> **Selected extract**
-- START --

School compositional effects are appropriately evaluated with doubly-latent multilevel structural equation models (SEMs) that are latent for individual-student and school-average outcomes and control preexisting differences. In this respect, these models control measurement error and preexisting differences that are potential biases in estimating the effects of school-average achievement (Lüdtke et al., 2008, 2011; Marsh et al., 2009, 2012). Doubly-latent SEMs have important implications for evaluating compositional effects on many outcomes. The doubly-latent multilevel SEMs based on BFLPE research have led to the current best practice in evaluating compositional effects (e.g., Becker et al., 2022; Lüdtke et al., 2008, 2011). Here, we build on this research to distinguish between compositional effects based on school-average achievement and school-average SES.

Theoretical Basis: Social Comparison Processes

Since James (1890/1983), psychologists have recognized that individuals evaluate objective accomplishments compared to frames of reference. Thus, James indicated, “we have the paradox of a man shamed to death because he is only the second pugilist or the second oarsman in the world” (1890/1963, p. 310). Marsh proposed the BFLPE to encapsulate frame-of-reference effects (Marsh & Parker, 1984; Marsh et al., 2008). He based this on an integration of theoretical models and empirical research from diverse disciplines: relative deprivation theory (Davis, 1966; Stouffer et al., 1949), sociology (Alwin & Otto, 1977; Hyman, 1942), psychophysical judgment (e.g., Helson, 1964; Parducci, 1995), social judgment (e.g., Morse & Gergen, 1970; Sherif & Sherif, 1969; Upshaw, 1969), and social comparison theory (Festinger, 1954).

-- END --

> **What is asked**
(a) Answer these questions from the excerpt on school compositional effects:
(i) Which two potential biases do doubly-latent multilevel SEMs control?
(ii) What did Marsh propose the BFLPE to encapsulate?
(iii) Which two school-average measures does the excerpt set out to distinguish compositional effects by?
(b) Pick up the excerpt on school compositional effects after its final sentence and extend it by one paragraph in the same academic register.

[Source records]
-- START --

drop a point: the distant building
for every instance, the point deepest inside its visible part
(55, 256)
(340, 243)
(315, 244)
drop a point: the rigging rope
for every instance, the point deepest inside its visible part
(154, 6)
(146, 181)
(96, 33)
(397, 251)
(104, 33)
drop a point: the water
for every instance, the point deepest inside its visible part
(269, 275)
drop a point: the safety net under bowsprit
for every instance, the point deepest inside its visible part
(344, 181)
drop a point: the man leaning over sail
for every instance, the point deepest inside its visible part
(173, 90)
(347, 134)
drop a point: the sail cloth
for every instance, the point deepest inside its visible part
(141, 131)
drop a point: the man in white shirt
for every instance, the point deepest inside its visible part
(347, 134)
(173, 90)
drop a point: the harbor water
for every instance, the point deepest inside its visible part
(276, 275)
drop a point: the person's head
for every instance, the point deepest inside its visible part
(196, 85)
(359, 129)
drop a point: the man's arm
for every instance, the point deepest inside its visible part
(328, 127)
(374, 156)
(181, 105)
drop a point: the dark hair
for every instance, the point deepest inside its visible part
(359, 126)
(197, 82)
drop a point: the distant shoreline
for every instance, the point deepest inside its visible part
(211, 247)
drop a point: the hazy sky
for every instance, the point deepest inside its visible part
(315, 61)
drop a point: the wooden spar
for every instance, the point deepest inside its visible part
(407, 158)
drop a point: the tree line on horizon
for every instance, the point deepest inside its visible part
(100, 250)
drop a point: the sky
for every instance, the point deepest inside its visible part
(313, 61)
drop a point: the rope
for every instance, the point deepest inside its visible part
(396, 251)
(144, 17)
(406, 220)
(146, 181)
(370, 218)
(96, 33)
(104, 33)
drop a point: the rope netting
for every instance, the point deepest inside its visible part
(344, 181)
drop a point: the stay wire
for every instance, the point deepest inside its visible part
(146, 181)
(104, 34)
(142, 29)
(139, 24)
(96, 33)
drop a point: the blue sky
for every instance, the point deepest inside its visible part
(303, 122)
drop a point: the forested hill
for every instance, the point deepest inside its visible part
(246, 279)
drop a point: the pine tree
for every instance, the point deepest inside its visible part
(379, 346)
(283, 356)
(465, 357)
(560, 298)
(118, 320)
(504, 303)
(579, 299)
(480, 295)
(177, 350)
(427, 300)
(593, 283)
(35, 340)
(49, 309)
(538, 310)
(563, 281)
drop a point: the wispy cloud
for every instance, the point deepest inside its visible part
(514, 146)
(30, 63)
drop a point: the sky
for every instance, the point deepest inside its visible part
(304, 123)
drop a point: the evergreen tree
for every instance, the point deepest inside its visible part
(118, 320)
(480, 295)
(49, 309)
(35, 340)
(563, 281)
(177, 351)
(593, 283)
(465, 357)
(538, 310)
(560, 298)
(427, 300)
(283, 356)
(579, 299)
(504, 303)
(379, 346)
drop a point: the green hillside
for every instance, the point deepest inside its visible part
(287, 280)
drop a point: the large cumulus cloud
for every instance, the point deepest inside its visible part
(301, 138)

-- END --

> **Task-by-task outputs**
(a)
(i) Measurement error and preexisting differences.
(ii) Frame-of-reference effects.
(iii) School-average achievement and school-average SES.

(b)
The BFLPE model (Marsh & Seaton, 2015) hypothesizes that students compare their own achievements with the achievements of their classmates and use this social comparison impression as one basis for forming their own ASC (Fig. 1). Individual achievement positively predicts ASC (the better I perform, the higher my ASC). In contrast, school-average achievement negatively predicts ASC (the brighter my classmates, the lower my ASC). Hence, ASC depends on a student’s own academic accomplishments and those of their classmates. According to the BFLPE, students who attend schools and classes with a high average achievement will have lower ASCs than equally able students attending mixed- or low-ability schools and classes. This implies an adverse effect of class/school-average achievement on ASC. Consistent with social comparison theory, the size of the BFLPE is determined substantially by the extent of ability stratification in schools (Parker et al., 2021). If all schools had the same school-average achievement, the BFLPE would disappear.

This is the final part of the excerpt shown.